(Aim of the exercise)
Print every one of the items below verbatim, reproducing each line without alteration.

(Data supplied)
◆ ◆ ◆
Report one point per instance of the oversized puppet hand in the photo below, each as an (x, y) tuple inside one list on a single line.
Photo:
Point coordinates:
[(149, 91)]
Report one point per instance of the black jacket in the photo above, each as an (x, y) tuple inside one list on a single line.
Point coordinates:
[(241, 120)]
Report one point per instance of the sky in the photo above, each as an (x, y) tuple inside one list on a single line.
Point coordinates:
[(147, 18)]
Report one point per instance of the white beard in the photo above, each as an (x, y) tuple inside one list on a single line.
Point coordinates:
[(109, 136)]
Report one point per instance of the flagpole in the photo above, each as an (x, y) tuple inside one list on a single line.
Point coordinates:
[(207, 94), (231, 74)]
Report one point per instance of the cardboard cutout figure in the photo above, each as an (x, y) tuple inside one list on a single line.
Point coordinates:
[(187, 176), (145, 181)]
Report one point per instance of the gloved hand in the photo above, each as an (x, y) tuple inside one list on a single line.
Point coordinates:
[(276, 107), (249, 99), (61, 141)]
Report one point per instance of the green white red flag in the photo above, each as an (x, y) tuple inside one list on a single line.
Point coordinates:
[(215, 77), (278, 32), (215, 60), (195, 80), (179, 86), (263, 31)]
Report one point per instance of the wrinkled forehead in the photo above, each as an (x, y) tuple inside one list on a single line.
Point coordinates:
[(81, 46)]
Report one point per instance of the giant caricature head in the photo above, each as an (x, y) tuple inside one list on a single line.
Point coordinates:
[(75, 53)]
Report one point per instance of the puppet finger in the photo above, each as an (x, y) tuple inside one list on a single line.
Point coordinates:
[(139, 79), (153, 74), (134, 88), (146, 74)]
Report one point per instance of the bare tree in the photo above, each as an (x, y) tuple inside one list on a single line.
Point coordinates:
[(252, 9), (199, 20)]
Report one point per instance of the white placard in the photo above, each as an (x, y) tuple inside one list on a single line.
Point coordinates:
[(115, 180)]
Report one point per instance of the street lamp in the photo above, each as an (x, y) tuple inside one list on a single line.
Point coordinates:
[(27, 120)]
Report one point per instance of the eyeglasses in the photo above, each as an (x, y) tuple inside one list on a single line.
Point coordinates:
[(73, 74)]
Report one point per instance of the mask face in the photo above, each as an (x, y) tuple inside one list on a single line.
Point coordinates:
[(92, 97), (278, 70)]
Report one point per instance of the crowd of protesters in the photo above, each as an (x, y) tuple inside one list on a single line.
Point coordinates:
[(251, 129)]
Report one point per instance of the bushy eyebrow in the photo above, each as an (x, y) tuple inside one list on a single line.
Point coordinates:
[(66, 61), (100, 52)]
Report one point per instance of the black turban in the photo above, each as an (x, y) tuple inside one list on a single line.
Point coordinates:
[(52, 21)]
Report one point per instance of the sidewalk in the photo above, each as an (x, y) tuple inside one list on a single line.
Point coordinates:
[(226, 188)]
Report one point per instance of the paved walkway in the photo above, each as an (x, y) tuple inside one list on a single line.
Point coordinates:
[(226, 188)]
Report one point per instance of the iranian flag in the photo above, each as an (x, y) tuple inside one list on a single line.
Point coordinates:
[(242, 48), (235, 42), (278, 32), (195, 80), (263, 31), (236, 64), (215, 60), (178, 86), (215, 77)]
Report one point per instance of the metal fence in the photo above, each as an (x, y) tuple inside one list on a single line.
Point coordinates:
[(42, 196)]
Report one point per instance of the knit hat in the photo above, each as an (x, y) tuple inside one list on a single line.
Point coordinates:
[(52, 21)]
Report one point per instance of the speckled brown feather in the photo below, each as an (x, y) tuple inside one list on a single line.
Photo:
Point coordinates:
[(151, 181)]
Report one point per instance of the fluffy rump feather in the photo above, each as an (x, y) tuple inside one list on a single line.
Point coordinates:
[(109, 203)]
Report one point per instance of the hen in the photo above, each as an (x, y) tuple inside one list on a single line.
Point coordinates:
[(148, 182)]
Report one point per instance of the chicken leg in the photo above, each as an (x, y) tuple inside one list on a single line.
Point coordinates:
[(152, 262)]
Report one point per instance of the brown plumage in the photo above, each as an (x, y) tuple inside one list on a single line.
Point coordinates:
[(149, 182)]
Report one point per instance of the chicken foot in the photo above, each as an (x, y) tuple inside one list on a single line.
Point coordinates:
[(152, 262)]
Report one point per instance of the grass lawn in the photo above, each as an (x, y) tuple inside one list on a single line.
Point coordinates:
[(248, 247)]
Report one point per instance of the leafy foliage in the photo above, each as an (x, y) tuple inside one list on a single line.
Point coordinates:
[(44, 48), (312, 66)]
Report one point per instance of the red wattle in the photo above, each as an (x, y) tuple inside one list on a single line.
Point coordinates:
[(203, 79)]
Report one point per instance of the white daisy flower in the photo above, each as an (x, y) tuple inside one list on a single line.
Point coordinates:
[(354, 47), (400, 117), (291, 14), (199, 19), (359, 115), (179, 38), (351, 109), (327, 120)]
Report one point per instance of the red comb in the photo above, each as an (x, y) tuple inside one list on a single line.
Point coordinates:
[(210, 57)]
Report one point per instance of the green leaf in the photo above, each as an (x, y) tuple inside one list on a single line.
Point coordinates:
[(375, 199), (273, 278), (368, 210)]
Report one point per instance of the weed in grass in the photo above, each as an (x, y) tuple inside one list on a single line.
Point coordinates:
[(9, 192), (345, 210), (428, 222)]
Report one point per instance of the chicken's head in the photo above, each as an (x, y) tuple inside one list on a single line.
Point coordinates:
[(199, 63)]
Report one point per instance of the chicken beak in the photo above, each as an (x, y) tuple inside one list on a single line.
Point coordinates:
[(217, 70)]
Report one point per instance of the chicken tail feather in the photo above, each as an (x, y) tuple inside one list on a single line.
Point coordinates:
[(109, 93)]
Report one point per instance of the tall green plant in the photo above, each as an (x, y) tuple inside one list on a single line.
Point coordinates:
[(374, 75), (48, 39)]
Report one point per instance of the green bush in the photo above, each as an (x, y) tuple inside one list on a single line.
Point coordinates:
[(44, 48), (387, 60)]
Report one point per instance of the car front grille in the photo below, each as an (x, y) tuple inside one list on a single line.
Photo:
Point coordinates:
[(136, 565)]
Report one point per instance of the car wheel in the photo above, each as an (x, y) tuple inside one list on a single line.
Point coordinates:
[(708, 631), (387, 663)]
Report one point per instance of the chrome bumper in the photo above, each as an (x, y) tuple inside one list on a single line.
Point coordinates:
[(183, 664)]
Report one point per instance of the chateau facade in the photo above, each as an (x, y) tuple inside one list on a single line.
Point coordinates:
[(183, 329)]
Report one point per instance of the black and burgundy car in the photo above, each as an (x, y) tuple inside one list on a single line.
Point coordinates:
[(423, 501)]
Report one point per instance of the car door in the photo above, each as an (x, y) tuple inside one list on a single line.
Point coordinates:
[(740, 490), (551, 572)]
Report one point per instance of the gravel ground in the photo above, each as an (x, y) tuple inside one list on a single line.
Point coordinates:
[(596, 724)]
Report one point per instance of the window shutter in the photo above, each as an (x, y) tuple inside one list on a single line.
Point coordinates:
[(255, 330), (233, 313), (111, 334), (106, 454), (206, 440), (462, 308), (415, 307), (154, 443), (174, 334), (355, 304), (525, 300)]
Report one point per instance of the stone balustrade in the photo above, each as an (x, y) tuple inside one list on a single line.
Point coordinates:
◆ ◆ ◆
(The response)
Report one point per instance of the oversized puppet hand in the photo below, each as an (x, y) tuple inside one list on a single line.
Photo:
Point coordinates:
[(149, 91)]
Report one point per instance of the black jacket in the photo above, each as an (x, y) tuple inside one list on a single line.
Point coordinates:
[(241, 120)]
Report one point per instance of the sky in the photo above, each as an (x, y) tuple inside one list on a single line.
Point coordinates:
[(147, 18)]
Report one point per instance of the white beard in the photo above, each as an (x, y) tuple inside one list on a single line.
Point coordinates:
[(109, 136)]
Report one point per instance of the flagpole in the photo above, each as an (x, y) tuple inside one list on a single line.
Point coordinates:
[(207, 94), (231, 74)]
Report one point per instance of the cardboard cutout figure in the photo above, each as an (x, y) tuple inside one list on a single line.
Point coordinates:
[(187, 176), (145, 181)]
Report one point per instance of the gloved hand in the photo above, each as an (x, y) tuple inside one list on a single line.
Point coordinates:
[(276, 107), (249, 99), (61, 141)]
Report one point per instance of the green white red flag in the photo above, each as an (x, y) tuple inside one list on a single line.
Point coordinates:
[(215, 77), (278, 32), (215, 60), (195, 80), (179, 86), (263, 31)]
Report one point per instance of the wrinkled forehead in the photo above, each as an (x, y) tuple inside one list on a single line.
Point coordinates:
[(81, 46)]
Report one point per instance of the giant caricature head in the photo above, each as an (x, y) tuple inside one list on a single line.
Point coordinates:
[(75, 53)]
Report one point per instance of the puppet finger in the photo above, each as an (x, y) tuple inside one list on a single line.
Point coordinates:
[(139, 79), (153, 74), (134, 88), (146, 74)]
Report one point per instance of the bare tree in the photo above, each as an (x, y) tuple inside one list on a single line.
Point coordinates:
[(252, 9), (199, 20)]
Report one point per instance of the white placard in the photo above, each as an (x, y) tuple inside one list on a single line.
Point coordinates:
[(115, 180)]
Report one point per instance of the street lamp in the photo above, each as an (x, y) tuple inside one list on a single line.
Point coordinates:
[(27, 120)]
Report one point per instance of the eyeglasses in the photo above, each as an (x, y) tuple inside one list on a single line.
Point coordinates:
[(73, 74)]
Report one point per instance of the mask face in the photo above, each as an (x, y) tuple inside one list on a single line.
Point coordinates:
[(92, 97), (278, 70)]
Report one point per instance of the crowd of protesters in the photo above, each as an (x, y) tuple inside one list on a single line.
Point coordinates:
[(251, 129)]
Report one point per instance of the bushy eyebrow in the photo above, each as an (x, y) tuple inside one list on a single line.
Point coordinates:
[(66, 61), (100, 52)]
Report one point per instance of the black turban in the photo above, each as an (x, y) tuple inside one list on a single line.
Point coordinates:
[(52, 21)]
Report one point per instance of the sidewalk in the photo above, each as an (x, y) tuple inside one list on a single line.
Point coordinates:
[(226, 188)]
Report one point per instance of the paved walkway in the photo above, each as an (x, y) tuple inside one list on a single line.
Point coordinates:
[(226, 188)]
Report one point per instance of the iranian flag in the photo above, each as an (x, y) tuple inside one list on a single line.
Point coordinates:
[(242, 48), (235, 42), (278, 32), (195, 80), (263, 31), (236, 64), (215, 60), (178, 86), (215, 77)]
Report one point per instance of the metal fence in the photo above, each as an (x, y) tuple inside one list on a single line.
Point coordinates:
[(42, 196)]
Report one point per instance of the knit hat in the photo above, each as an (x, y) tuple inside one list on a single line.
Point coordinates:
[(52, 21)]
Report one point per instance of the speckled brown feather in the photo below, each as an (x, y) tuple inside one list on a single line.
Photo:
Point coordinates:
[(151, 181)]
Report one point per instance of the fluffy rump feather in the photo above, each as an (x, y) tuple inside one list on a single line.
Point coordinates:
[(109, 203)]
Report one point per instance of the hen in the photo above, each as an (x, y) tuple inside one list on a single line.
Point coordinates:
[(148, 182)]
Report one point per instance of the chicken leg in the photo above, each as an (x, y) tuple inside one list on a single line.
Point coordinates:
[(152, 262)]
Report one point per instance of the brown plumage in the photo above, each as an (x, y) tuple inside one list on a single line.
Point coordinates:
[(149, 182)]
Report one point per instance of the chicken foot in the photo above, each as an (x, y) tuple inside one list on a single line.
Point coordinates:
[(152, 262)]
Report one point per instance of the grass lawn in the photo above, each as an (x, y) tuple inside one list on a single line.
Point coordinates:
[(248, 247)]
Report one point per instance of the leafy foliage in the photo above, each as an (x, y) tuple inside one list on a single line.
Point coordinates:
[(44, 48), (312, 66)]
Report one point per instance of the red wattle in the photo above, each as an (x, y) tuple inside one list on a single line.
Point coordinates:
[(203, 79)]
Report one point per instance of the white daisy flower in the photo above, each as an (x, y) tuple inside one list on a single line.
Point coordinates:
[(354, 47), (400, 117), (291, 14), (199, 19), (359, 115), (179, 38), (351, 109), (327, 120)]
Report one point per instance of the red comb in the photo above, each as an (x, y) tuple inside one list on a single line.
Point coordinates:
[(210, 57)]
Report one point per instance of the green leaf in the photo above, each as an (x, y) tuple inside one list on a single line.
Point coordinates:
[(375, 199), (273, 278), (368, 210)]
Report one point per instance of the weed in grass in the photo above, each as an (x, y) tuple inside one list on a single line.
Point coordinates:
[(9, 192), (345, 210), (428, 222)]
Report one point per instance of the chicken's head in the photo above, each as an (x, y) tuple inside one list on a single line.
Point coordinates:
[(199, 63)]
Report one point per instance of the chicken beak in the photo above, each as an (x, y) tuple inside one list on a single line.
Point coordinates:
[(217, 70)]
Report one point per instance of the chicken tail feather in the photo above, each as an (x, y) tuple inside one list on a single line.
Point coordinates:
[(109, 93)]
Report one point per instance of the tall green plant in the photo above, each as an (x, y) tuple inside one list on a single line.
Point coordinates:
[(374, 75), (48, 39)]
Report one point per instance of the green bush in the photo above, each as an (x, y) tuple inside one list on a single line.
Point coordinates:
[(44, 48), (387, 60)]
Report one point per instance of the car front grille in the photo below, each as an (x, y) tuple inside one list on a single line.
Photo:
Point coordinates:
[(136, 565)]
Report one point per instance of the car wheel in the photo above, each as an (x, y) tuple inside one list on a single line.
Point coordinates:
[(708, 631), (387, 663)]
Report one point per instance of the chrome bumper in the photo above, each as an (x, y) tuple inside one list on a single line.
Point coordinates:
[(183, 664)]
Report one point per instance of the chateau facade in the photo above, each as an (x, y) tuple inside one list on a single line.
Point coordinates:
[(183, 329)]
Report one point per instance of the black and burgundy car in the photo above, each as an (x, y) tuple inside one list on a single line.
Point coordinates:
[(423, 501)]
Report one point per instance of the car door in the photo above, each as an (x, y) tuple inside one list on a single line.
Point coordinates:
[(740, 490), (551, 572)]
Report one point per instance of the gravel ground in the photo above, each as an (x, y) tuple inside one list on a single line.
Point coordinates:
[(596, 724)]
Report one point per instance of the window shutter in the photo above, each as an (x, y) tuple inside one list on a single line.
Point coordinates:
[(255, 330), (233, 313), (111, 334), (106, 454), (206, 440), (462, 308), (415, 307), (154, 443), (174, 334), (355, 304), (525, 300)]
Report one point per instance of the stone balustrade in the photo above, each as an (x, y) tuple inside one list on a single line.
Point coordinates:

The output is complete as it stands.